▶ _EXTRACT_
= = = =

CHRISTOPHER: United Earth?

KIRK: This is very difficult to explain. We're from your future. A time warp placed us here. It was an accident.

CHRISTOPHER: You seem to have a lot of them. However, I can't deny the fact that you're here. With this ship.

Based strictly on canon, one could conclude from this little bit of dialogue that Kirk has indicated there are twelve Federation starships-of-the-line sponsored by the United Earth Space Agency, without ever mentioning the Constitution class, or "Star Ship" class. The conversation really isn't about the space vessel's technical nomenclature, but about the fact she is from the Earth of the future. (Captain Christopher's distant descendants.)

This would seem logical, since we later learn that "Intrepid is manned by Vulcans" ("The Immunity Syndrome"), suggesting that there are "Earth" ships in Starfleet, as well as "Vulcan" ships, and possibly other ships crewed either mostly or entirely by a single species or the inhabitants from a given star system.

So, for all we know, Kirk's "twelve like it in the fleet" could be about 12 (or 13-total, including Enterprise) Federation starships-of-the-line from Earth. In which case, it's still an open question what the names of those vessels, other than the ones mentioned in various TOS episodes, would be. One could infer that Constellation, Lexington, Exeter, Defiant and maybe Hood, Potemkin and Excalibur were also Earth-based Federation starships as well. We can't be sure about the maybes, though; we never saw their crews so we don't know if they were Terran or not.

Kirk's remarks could be even murkier than that. What if Kirk was talking about Earth-sponsored Federation starships, but he only meant armed cruisers? This would eliminate all Federation scouts, warptugs/freighters, and other non-cruiser-type starships. We really have no idea what specifically Kirk's remarks could've meant, as he never elaborated. For instance, we know from the movie-era that there are Federation starships of a different type, such as Reliant and Saratoga. If these ships were considered cruisers and if they dated back to the TOS era, they may be included in Kirk's 12-like-it. If, however, Reliant and Saratoga were not classified as cruisers (frigates? destroyers?) then maybe they would not be part of Kirk's 12-like-it.

= = = =

▶ _RECORDS SHOWN_
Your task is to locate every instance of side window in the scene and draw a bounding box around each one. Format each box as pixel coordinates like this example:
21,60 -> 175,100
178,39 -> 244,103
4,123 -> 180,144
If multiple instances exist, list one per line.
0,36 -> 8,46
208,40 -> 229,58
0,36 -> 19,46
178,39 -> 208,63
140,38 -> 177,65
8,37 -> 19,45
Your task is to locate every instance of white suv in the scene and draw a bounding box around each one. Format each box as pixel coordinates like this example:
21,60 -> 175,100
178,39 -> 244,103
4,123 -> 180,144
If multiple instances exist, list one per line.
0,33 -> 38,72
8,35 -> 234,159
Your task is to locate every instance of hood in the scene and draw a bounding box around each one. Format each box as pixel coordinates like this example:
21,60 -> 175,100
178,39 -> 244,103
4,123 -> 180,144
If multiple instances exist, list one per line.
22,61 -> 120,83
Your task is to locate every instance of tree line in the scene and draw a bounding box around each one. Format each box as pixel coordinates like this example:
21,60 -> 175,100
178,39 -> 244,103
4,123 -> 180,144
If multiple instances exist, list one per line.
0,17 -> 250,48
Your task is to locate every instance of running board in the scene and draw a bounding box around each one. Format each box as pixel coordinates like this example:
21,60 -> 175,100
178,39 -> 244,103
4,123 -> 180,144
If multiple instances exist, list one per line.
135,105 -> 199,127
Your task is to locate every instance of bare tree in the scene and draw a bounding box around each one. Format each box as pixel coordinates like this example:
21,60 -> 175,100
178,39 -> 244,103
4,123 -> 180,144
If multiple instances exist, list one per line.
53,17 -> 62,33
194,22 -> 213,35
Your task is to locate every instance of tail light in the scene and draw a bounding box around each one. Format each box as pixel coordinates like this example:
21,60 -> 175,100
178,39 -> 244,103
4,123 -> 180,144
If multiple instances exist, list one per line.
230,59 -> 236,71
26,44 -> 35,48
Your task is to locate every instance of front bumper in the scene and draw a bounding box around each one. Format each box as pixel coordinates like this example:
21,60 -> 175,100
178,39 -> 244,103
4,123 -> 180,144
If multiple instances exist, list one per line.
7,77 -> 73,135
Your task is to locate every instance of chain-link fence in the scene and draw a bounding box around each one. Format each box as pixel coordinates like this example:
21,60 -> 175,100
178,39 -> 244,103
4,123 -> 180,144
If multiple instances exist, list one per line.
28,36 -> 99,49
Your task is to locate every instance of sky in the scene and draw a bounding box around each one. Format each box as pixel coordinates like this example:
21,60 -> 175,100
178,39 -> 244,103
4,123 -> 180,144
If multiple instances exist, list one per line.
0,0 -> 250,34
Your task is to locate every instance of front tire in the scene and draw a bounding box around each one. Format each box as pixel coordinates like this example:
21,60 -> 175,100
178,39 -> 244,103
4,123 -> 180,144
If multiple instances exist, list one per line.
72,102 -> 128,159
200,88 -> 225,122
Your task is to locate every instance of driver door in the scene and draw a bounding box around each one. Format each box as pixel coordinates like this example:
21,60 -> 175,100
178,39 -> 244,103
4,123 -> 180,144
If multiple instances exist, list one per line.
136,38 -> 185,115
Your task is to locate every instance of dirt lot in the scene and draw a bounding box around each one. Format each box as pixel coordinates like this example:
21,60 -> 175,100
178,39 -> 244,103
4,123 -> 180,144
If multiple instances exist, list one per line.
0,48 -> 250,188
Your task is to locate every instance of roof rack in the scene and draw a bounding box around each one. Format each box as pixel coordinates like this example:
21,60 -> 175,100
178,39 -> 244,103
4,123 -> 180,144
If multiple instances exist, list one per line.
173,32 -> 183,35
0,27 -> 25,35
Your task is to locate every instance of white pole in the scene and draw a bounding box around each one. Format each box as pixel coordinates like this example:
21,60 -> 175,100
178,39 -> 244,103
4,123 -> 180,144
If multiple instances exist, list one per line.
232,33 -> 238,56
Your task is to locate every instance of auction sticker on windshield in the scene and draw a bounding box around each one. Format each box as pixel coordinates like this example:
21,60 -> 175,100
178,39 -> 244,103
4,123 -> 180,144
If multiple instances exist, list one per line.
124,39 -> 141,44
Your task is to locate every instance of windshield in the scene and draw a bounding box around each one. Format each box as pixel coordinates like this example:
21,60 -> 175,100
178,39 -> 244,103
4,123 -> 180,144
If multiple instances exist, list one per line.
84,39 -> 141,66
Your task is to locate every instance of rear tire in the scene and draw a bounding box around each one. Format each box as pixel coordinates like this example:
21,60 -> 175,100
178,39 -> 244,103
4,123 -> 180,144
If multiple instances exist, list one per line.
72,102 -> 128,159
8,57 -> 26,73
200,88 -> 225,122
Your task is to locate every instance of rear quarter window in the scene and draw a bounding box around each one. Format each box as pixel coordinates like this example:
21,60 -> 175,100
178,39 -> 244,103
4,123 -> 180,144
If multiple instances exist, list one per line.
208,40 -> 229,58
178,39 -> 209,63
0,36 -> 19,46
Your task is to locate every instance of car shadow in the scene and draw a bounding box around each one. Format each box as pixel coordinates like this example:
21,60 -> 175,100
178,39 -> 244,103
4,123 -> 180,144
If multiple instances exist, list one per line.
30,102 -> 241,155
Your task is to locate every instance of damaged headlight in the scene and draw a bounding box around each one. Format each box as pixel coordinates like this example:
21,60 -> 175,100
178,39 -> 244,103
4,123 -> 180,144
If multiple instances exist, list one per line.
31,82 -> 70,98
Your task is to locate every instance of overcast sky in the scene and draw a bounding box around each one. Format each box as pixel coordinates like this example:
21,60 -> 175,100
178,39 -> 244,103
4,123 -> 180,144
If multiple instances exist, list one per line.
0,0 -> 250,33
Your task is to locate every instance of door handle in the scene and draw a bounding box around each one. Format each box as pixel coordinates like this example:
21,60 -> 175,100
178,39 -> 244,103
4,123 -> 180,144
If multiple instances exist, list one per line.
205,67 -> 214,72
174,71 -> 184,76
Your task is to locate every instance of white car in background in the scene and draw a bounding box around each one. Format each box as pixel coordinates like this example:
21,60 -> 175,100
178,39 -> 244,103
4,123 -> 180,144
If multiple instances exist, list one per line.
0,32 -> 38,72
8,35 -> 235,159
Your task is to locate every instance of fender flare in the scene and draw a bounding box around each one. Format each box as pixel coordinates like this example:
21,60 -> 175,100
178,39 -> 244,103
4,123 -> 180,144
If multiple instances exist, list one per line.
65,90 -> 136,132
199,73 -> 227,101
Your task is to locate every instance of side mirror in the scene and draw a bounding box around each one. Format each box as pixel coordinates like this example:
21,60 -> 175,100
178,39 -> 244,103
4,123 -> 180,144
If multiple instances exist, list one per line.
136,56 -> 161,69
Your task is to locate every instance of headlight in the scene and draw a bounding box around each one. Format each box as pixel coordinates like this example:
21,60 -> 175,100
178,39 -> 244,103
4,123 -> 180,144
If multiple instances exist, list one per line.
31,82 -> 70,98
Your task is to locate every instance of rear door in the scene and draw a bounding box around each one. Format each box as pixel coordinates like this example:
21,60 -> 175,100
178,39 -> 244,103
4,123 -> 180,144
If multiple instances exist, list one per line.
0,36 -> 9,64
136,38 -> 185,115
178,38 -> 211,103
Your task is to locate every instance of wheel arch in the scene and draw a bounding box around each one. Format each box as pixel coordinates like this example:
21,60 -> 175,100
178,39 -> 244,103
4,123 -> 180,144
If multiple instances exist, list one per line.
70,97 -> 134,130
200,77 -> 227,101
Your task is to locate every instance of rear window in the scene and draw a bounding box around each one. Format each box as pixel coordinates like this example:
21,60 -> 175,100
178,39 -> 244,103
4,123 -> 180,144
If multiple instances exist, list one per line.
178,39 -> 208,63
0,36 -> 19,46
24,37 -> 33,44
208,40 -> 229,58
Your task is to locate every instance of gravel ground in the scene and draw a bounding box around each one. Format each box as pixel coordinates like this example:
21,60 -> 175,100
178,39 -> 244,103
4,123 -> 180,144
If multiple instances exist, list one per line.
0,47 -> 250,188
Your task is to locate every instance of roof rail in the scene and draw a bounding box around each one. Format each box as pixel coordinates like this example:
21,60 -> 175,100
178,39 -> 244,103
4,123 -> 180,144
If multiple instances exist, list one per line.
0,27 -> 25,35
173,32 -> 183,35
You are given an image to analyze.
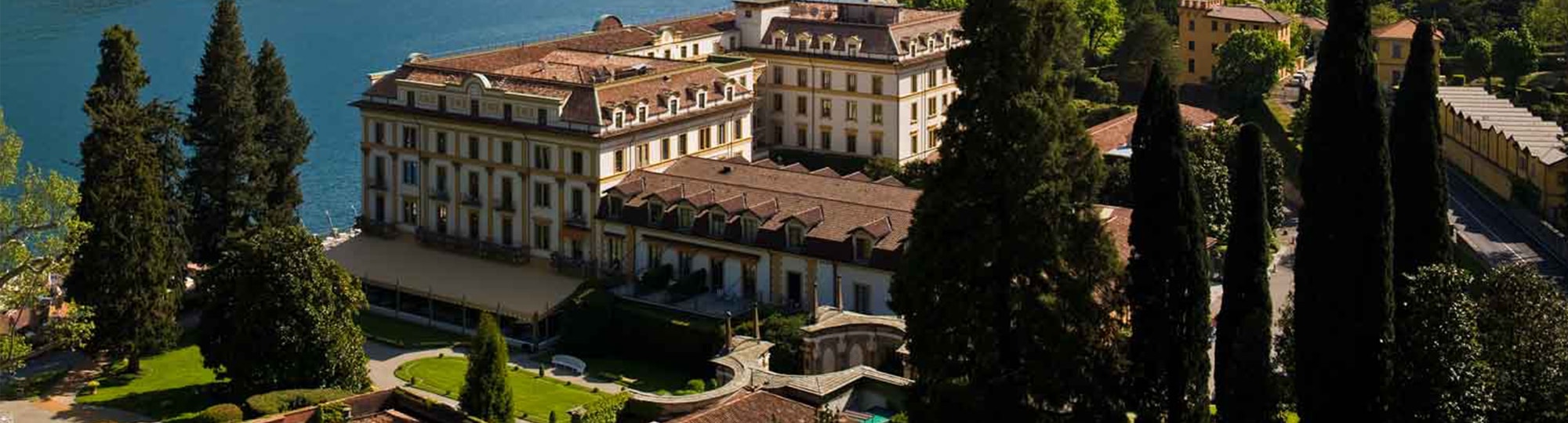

= = = =

▶ _EXERCISE AIM_
Continue the piece on Kirk's "twelve like it in the fleet" remark, starting right after its last sentence.

▶ _THE OUTPUT_
Kirk's language was meant to be vague. After all, Kirk was telling a vague accounting of the future to a man who Kirk regarded as a relic from Earth's past.
 
^Ok. But I'm just taking Kirk's statement at face value: That there are twelve ships just like the Enterprise NCC-1701 in whatever future operating authority they belong to. (At least, twelve at the time of the episode.) The statement doesn't seem all that vague to me.
 
2. U.S.S. Constellation (NCC-1017) ("The Doomsday Machine")
It's been pointed out on this board before that there are physical differences between the the shooting model used on the show (the one in the Smithsonian) and the AMT model kit used for the Constellation. Differences in dimensions.

Coupled with a radically different NCC number the argument could be made that the Constellation is not the same class ship as the Enterprise.

Kirk almost walked past the auxiliary control room that he was looking for, suggesting that it wasn't in the same place as the ACR on the Enterprise.

:)

Unlike some of the other responses on this thread, I actually like this theory, and like to think of the Constellation as older and smaller than the Constitution, but with similar lines. But the OP specifically mentioned TOS-R, and in TOS-R Constellation was shown to be pretty much identical to Enterprise. I personally wish TOS-R had played up the differences (and maybe even added more differences) rather than just having her as a run-of-the-mill Connie, but obviously CBS Digital felt otherwise.

(I will concede, of course, that Dukhat is probably right that the original model makers intended Constellation to be the same class as Enterprise, and it's just my personal preference that likes it otherwise, because of the low registry, and because I like to think that Starfleet had more than one ship type out there during TOS.)

Let's revisit the turbolift scene from "Tomorrow Is Yesterday" to review some details:

KIRK: (to turbolift computer) Bridge.

CHRISTOPHER: Must have taken quite a lot to build a ship like this.

KIRK: There are only twelve like it in the fleet.

CHRISTOPHER: I see. Did the Navy

KIRK: We're a combined service, Captain. Our authority is the United Earth Space Probe Agency.

CHRISTOPHER: United Earth?

KIRK: This is very difficult to explain. We're from your future. A time warp placed us here. It was an accident.

CHRISTOPHER: You seem to have a lot of them. However, I can't deny the fact that you're here. With this ship.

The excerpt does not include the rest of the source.